I think what I was trying to suggest was that this should be the start point with each individual piece of rolling stock and if derailment is occurring at this stage then it should be dealt with by either adjustments to the track or the vehicle.

I had assumed that the purpose of weighting the stock was to try and iron out the dynamics once multiple pieces of stock become involved coupled to varying speeds.

I was not trying to suggest that Julian's points were invalid in anyway.

[Noel]

I think what I was trying to suggest was that this should be the start point with each individual piece of rolling stock and if derailment is occurring at this stage then it should be dealt with by either adjustments to the track or the vehicle.

No disagreement with you there, I was just making the point that the behaviour of a single vehicle in isolation is not necessarily the end of the story. Basically, if one vehicle misbehaves it's probably the vehicle, if several do it's probably the track, but it could, of course, be both vehicles and track. Likewise, if the problem is in one location, it's probably the track at that point, but if several locations, then it may be vehicles, or both vehicles and track.

__________________________________________________

§ WHAT YOU SHOULD DO:
In the forum thread on derailments, what is probably at fault when several vehicles misbehave?

__________________________________________________

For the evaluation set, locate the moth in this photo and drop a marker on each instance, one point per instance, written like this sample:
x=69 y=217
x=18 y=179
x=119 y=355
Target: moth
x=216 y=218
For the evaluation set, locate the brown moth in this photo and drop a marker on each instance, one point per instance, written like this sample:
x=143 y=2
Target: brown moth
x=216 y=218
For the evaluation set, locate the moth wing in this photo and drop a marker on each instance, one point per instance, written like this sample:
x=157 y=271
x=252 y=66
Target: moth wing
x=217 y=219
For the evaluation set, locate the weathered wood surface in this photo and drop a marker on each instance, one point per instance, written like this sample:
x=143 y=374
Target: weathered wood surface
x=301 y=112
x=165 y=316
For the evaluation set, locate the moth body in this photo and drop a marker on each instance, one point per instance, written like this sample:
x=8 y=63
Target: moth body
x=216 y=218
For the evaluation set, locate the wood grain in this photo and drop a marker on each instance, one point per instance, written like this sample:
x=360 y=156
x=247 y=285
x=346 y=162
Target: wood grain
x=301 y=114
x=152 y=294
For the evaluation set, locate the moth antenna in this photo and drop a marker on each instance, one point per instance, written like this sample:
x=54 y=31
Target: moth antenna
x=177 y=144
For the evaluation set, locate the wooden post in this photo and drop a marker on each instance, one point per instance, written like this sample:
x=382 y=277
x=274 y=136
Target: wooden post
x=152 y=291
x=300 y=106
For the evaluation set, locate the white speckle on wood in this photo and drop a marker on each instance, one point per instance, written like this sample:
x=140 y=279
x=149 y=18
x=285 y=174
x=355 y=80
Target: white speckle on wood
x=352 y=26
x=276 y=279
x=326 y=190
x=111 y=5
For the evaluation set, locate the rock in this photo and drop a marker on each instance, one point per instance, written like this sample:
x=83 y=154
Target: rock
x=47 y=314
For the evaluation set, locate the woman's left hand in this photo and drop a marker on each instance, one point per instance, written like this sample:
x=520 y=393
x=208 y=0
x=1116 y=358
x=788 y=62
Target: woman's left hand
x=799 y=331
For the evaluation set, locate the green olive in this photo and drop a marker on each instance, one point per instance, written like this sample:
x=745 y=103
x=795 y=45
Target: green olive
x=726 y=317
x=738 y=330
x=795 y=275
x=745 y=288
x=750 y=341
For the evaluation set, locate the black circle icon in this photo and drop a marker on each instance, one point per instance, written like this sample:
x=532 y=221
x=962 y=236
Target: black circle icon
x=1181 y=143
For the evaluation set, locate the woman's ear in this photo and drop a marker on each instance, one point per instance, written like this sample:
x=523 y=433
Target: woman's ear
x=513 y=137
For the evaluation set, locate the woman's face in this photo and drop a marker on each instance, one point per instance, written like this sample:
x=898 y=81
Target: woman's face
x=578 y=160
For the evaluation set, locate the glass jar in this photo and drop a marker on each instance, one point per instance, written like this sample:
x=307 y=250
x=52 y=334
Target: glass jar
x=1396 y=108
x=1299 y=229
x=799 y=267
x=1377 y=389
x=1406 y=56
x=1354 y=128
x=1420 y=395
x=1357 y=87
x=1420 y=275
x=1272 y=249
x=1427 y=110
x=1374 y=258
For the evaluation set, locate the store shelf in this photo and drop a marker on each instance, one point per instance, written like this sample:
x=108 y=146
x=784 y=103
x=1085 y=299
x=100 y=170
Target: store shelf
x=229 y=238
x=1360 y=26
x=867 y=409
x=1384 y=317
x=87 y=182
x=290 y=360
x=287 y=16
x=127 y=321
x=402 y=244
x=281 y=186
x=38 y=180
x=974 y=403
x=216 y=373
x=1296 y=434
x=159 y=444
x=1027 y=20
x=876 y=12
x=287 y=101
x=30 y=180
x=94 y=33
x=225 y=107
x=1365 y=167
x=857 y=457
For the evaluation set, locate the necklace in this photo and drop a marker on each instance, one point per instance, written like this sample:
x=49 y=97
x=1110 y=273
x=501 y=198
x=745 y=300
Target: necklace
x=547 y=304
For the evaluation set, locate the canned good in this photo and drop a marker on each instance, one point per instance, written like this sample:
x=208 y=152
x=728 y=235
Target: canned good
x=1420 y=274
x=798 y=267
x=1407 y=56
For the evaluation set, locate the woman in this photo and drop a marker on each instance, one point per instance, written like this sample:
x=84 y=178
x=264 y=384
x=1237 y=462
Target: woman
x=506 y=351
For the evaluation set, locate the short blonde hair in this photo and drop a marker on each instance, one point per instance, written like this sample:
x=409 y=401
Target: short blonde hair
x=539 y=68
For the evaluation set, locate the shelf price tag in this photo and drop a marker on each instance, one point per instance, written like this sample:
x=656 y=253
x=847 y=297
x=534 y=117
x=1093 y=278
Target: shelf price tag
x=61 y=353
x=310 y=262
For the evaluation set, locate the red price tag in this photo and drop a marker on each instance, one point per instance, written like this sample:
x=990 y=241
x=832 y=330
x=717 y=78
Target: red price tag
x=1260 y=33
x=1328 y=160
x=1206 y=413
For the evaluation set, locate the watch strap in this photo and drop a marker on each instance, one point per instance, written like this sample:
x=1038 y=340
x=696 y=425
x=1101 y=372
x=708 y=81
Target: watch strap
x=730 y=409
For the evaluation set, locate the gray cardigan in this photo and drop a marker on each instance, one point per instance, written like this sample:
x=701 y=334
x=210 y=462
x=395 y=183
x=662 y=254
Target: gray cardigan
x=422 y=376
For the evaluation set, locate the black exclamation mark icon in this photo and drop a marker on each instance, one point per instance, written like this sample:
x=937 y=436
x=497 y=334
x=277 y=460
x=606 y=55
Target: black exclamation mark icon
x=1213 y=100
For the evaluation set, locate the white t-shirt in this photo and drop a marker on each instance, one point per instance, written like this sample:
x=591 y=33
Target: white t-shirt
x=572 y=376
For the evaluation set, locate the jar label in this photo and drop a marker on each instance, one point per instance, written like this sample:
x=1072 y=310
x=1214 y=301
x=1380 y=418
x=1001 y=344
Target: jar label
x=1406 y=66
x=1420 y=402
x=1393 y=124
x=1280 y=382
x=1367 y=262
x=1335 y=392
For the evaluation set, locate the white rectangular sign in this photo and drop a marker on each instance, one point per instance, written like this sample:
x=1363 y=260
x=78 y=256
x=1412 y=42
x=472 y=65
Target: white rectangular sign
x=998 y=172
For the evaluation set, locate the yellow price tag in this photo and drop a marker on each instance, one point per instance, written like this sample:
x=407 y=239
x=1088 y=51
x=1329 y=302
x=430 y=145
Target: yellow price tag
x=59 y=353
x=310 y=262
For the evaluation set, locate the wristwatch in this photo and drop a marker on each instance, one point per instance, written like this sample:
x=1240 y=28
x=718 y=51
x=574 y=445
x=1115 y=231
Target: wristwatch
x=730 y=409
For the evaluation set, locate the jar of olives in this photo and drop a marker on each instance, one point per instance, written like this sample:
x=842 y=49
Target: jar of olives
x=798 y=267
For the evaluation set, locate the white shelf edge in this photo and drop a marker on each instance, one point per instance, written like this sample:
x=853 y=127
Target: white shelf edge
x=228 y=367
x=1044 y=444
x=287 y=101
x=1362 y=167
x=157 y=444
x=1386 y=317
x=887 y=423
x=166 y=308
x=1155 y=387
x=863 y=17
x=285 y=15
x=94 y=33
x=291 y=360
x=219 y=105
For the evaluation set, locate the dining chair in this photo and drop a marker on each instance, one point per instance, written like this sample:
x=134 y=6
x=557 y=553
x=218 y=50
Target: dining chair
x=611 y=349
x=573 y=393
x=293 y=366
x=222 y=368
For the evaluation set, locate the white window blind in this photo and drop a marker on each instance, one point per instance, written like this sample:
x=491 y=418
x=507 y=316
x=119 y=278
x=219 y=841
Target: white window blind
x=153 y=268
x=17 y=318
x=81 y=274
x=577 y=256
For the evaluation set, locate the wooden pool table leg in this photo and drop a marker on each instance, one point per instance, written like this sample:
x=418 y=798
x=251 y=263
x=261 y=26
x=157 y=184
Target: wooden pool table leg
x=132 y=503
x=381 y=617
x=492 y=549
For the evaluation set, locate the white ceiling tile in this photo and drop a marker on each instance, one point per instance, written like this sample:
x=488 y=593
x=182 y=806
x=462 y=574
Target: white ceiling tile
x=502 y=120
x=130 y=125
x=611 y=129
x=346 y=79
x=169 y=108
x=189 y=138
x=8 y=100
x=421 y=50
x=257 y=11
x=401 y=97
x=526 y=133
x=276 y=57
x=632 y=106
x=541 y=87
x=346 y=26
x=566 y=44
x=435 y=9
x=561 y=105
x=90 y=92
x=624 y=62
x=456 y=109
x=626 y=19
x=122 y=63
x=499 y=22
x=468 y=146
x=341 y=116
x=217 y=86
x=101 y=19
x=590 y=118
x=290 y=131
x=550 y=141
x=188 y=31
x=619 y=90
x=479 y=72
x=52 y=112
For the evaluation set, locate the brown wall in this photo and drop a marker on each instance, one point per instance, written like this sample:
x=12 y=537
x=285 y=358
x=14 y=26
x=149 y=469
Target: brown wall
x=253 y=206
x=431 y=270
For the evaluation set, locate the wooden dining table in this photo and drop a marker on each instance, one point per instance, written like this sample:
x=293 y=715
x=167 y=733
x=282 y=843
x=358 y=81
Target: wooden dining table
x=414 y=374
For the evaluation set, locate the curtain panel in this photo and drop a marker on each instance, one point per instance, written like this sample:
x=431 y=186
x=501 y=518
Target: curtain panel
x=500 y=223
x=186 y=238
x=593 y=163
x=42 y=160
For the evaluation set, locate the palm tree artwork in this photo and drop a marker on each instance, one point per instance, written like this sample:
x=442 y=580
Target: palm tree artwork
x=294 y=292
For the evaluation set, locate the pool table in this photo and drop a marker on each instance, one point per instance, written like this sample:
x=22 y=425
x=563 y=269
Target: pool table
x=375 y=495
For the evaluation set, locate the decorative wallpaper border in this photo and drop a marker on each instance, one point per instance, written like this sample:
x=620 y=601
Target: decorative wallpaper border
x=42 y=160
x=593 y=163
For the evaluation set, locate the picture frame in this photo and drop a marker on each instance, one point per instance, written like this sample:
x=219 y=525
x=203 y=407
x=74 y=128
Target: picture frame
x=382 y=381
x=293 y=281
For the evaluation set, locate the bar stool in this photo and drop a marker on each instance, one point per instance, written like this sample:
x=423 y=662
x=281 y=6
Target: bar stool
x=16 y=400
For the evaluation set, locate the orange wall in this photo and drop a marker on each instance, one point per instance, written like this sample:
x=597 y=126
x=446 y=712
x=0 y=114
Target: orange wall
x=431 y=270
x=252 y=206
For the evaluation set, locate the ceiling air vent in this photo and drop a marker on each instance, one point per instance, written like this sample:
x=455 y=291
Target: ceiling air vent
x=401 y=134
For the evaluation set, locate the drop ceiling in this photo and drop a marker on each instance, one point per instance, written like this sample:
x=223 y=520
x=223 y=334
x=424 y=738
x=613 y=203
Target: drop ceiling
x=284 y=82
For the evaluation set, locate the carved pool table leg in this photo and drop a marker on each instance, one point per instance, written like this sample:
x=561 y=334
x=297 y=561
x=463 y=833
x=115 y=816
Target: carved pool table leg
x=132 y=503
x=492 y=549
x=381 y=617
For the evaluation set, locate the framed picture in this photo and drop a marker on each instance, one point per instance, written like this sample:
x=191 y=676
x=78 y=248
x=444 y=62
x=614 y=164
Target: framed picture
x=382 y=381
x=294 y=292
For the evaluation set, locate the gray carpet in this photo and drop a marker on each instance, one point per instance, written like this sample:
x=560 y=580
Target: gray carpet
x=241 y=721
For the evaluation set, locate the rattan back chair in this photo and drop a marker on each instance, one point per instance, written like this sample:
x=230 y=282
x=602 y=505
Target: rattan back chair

__________________________________________________

§ SOLUTION:
The track is probably at fault.